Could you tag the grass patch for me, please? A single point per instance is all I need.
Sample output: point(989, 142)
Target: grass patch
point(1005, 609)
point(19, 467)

..........

*Directions for this task*
Reproduce each of the rows above word for word, with no changes.

*Exercise result*
Could you tag the grass patch for me, please? A single point per instance is all I need.
Sample output: point(989, 142)
Target: grass patch
point(1005, 609)
point(19, 467)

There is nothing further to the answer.